___ Passage ___

Wednesday, 8 March 2017

He gets me (take it any way you want).

The Pacific doesn't want to hear my troubles today. She's busy keeping level, keeping the wind threading through her waves, keeping the tides moving on schedule, keeping small blonde people out of her many leagues.

Little does she know that sometimes, if the wind is blowing, I can't hear her anyway.

Little does she know PJ's holding the ties of my coat today. Even if I got a running start I wouldn't get a drop of saltwater on me. Not today. Not anymore.

Lochlan threatened to bring me a bouquet of french fries today for International Women's Day. I scowled a little, mostly because dinner is already planned and now I can't stop thinking about french fries, but also because I'm not exactly a feminist. I get a little attention for being the female leader of an all-male cult, a female general of an all-male army, a queen bee surrounded by worker bees but all of that is an illusion. I don't run their lives, I stand behind them, letting them fight my battles for me. Sometimes with each other. I promise them things and they turn to each other for comfort when I fail to follow through. I use sex as a reward and attention as a bribe. I fall back too easily on helplessness. I'm not the picture of a strong independent woman.

I need a man.

I need a few of them. More than a few, even.

So if we're celebrating that, have at 'er. Bring on the fries.

Tuesday, 7 March 2017

The Cap-Pelé radio special.

(Nine and fourteen respectively.)

Which way, Peanut? 

I turn and scrape my hair out of my eyes with my fist and with the other I hold up my sucker. My hair blows back, sticking to my sticky face. I have a root beer-flavoured sucker. The very best. Along with the radio playing loudly from the open doors of the camper this is a good day. 

I turn in the other direction and whatever hair isn't stuck flies straight back. I point out straight with my sticky-sucker hand. That way! 

What direction is that? 

Left! I yell. I'm so good at this. 

North or South? 

Um. How do I tell again? 

Use the compass. 

I take the compass but I can't open it. It's now sticky like everything. Lochlan comes over and takes it from me, opening it. He frowns at my sucker and asks why I haven't finished it yet, why I need to wave it around as if I'm a little Napoleon ordering my army over the hill into Moscow.

It takes me longer. I need to find out now who Napoleon is and how I can get my own army to order around. I would order it to answer all of Lochlan's questions. 

Look, here. See the needle? It points north. So we turn until we face north and now tell me which way the wind is blowing. 

Ummmm. I squint at the face of the compass. Then I look back toward the woods. South. 

Good! You need to know orienteering. 

Why? 

So you'll always know where you are. 

Where am I now? I don't get it. 

If you always carry a compass, you can find you way anywhere. 

That seems fake. 

You mean vague. 

Right. Vake. 

I'll teach you more with a map once we get set up. Why don't you go find a hose and clean your hands a bit. 

There's no soap. 

Use a tiny bit of the dirt here. Scrub your hands with it and then when you go rinse them the stickiness will be on the dirt and it will run right off. 

How come you know everything?

___ Rows ___

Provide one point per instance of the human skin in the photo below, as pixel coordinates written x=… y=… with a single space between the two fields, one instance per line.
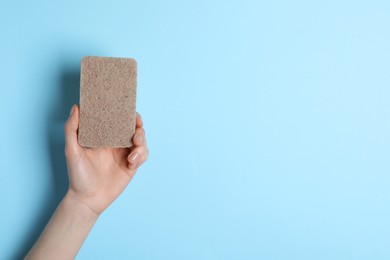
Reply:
x=97 y=176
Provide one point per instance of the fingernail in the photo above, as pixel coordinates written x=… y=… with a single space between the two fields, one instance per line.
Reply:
x=132 y=166
x=134 y=157
x=71 y=111
x=139 y=139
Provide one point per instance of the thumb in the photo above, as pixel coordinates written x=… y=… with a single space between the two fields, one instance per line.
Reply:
x=71 y=127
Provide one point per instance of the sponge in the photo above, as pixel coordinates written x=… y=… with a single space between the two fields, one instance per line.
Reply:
x=108 y=89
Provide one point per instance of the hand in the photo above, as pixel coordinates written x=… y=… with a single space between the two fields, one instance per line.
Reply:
x=97 y=176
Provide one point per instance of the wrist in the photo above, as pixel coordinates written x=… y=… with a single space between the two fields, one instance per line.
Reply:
x=71 y=202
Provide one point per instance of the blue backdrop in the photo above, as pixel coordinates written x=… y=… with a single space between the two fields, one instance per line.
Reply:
x=268 y=124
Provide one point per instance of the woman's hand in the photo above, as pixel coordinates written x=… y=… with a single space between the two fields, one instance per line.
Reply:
x=97 y=176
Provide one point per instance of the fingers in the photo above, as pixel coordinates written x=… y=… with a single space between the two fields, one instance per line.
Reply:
x=71 y=127
x=137 y=156
x=139 y=136
x=138 y=121
x=140 y=152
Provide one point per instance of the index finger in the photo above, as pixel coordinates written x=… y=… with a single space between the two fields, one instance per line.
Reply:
x=138 y=121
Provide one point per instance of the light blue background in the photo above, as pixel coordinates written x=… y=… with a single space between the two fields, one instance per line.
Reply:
x=268 y=124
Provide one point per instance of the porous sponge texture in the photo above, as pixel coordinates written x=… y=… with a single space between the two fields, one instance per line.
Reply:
x=108 y=89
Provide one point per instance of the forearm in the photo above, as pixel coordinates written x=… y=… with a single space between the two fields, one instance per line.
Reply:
x=65 y=232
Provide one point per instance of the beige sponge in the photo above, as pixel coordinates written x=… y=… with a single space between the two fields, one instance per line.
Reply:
x=108 y=88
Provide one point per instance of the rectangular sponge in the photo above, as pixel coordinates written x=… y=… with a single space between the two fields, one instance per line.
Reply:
x=108 y=88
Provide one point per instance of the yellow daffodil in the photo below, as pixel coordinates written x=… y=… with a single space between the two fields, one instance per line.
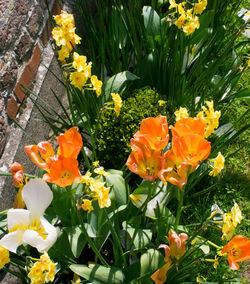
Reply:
x=87 y=205
x=181 y=113
x=218 y=164
x=118 y=103
x=42 y=271
x=29 y=226
x=97 y=85
x=4 y=256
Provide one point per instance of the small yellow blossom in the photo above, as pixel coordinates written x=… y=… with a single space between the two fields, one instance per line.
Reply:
x=87 y=205
x=118 y=103
x=236 y=214
x=100 y=171
x=228 y=228
x=200 y=6
x=210 y=118
x=181 y=113
x=97 y=85
x=218 y=164
x=78 y=79
x=161 y=102
x=96 y=164
x=4 y=256
x=80 y=62
x=42 y=271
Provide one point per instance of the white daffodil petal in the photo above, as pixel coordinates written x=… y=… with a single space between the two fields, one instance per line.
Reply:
x=37 y=197
x=33 y=238
x=12 y=241
x=17 y=217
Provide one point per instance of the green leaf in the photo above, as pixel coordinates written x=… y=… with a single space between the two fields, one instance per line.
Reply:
x=119 y=192
x=117 y=82
x=143 y=236
x=152 y=21
x=99 y=274
x=150 y=261
x=76 y=238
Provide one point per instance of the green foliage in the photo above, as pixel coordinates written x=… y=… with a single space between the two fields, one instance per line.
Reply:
x=113 y=133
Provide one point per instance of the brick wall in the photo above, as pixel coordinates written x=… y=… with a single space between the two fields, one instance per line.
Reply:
x=24 y=31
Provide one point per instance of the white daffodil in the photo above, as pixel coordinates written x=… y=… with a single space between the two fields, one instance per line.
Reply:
x=29 y=226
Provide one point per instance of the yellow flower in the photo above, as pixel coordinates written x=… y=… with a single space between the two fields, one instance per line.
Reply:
x=218 y=164
x=97 y=85
x=80 y=62
x=118 y=103
x=63 y=53
x=200 y=6
x=87 y=205
x=228 y=228
x=100 y=171
x=236 y=214
x=161 y=102
x=42 y=271
x=209 y=117
x=181 y=113
x=78 y=79
x=4 y=256
x=180 y=21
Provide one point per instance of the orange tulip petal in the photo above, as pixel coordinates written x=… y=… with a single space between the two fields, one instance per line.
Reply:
x=70 y=143
x=32 y=152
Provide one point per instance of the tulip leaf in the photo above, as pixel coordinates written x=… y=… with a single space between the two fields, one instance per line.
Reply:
x=152 y=21
x=151 y=261
x=99 y=274
x=118 y=192
x=142 y=238
x=76 y=238
x=116 y=83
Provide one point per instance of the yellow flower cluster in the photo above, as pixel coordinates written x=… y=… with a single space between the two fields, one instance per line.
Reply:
x=181 y=113
x=4 y=256
x=118 y=103
x=209 y=117
x=96 y=189
x=218 y=164
x=64 y=34
x=187 y=19
x=230 y=221
x=43 y=271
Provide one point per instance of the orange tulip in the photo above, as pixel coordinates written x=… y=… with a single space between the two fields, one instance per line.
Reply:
x=174 y=170
x=153 y=132
x=192 y=148
x=177 y=244
x=238 y=250
x=62 y=171
x=70 y=143
x=187 y=126
x=144 y=162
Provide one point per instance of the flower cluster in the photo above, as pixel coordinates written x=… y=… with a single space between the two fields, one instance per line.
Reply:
x=187 y=19
x=173 y=253
x=95 y=189
x=42 y=271
x=64 y=34
x=188 y=149
x=62 y=168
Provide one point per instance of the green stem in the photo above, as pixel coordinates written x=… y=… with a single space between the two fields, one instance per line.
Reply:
x=116 y=238
x=92 y=244
x=179 y=210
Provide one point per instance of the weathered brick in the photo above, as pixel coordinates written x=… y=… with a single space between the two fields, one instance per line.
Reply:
x=24 y=45
x=12 y=107
x=28 y=73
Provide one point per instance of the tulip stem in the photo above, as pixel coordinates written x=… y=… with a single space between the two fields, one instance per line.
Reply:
x=179 y=210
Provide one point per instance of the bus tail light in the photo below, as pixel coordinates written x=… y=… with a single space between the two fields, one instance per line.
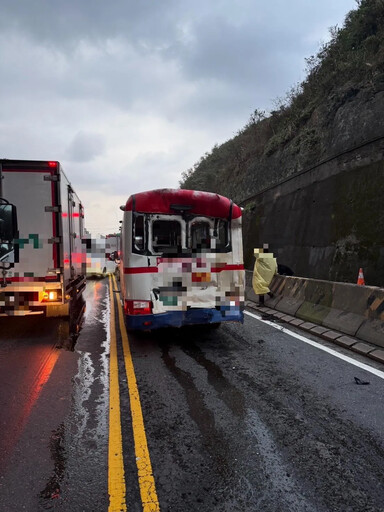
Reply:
x=137 y=307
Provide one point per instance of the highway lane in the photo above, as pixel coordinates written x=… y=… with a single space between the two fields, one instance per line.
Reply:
x=249 y=418
x=245 y=417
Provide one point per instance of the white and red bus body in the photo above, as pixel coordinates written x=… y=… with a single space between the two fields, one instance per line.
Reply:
x=49 y=256
x=181 y=259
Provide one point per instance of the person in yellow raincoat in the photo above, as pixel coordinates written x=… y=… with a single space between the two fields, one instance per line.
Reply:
x=264 y=270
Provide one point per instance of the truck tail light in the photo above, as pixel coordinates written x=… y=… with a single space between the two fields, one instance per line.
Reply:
x=51 y=296
x=137 y=307
x=201 y=277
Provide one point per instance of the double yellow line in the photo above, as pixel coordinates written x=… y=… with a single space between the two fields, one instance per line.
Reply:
x=116 y=478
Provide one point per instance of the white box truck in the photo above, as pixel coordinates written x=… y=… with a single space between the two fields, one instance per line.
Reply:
x=46 y=270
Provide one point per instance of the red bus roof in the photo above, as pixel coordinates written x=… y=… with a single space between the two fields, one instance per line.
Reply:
x=172 y=201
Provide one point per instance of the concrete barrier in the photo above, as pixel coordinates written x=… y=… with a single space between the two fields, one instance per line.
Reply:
x=351 y=309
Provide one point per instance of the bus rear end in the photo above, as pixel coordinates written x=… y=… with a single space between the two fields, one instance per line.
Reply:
x=181 y=260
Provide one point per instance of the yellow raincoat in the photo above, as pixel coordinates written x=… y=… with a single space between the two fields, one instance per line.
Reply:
x=264 y=270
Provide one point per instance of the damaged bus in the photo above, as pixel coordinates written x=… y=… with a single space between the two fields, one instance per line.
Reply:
x=181 y=259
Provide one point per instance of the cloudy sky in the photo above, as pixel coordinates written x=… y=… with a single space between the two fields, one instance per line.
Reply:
x=127 y=94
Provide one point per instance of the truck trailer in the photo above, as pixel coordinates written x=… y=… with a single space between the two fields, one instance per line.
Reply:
x=48 y=270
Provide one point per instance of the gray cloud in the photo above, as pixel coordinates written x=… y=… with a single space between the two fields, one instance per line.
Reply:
x=129 y=94
x=85 y=147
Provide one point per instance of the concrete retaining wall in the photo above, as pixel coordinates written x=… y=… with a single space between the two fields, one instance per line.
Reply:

___

Objective -> Repeat the blog entry from "That seems fake." to "There's no soap.", swapping "hose" for "tap". The listing has no connection to the blog entry.

Answer to the task ->
That seems fake. 

You mean vague. 

Right. Vake. 

I'll teach you more with a map once we get set up. Why don't you go find a tap and clean your hands a bit. 

There's no soap.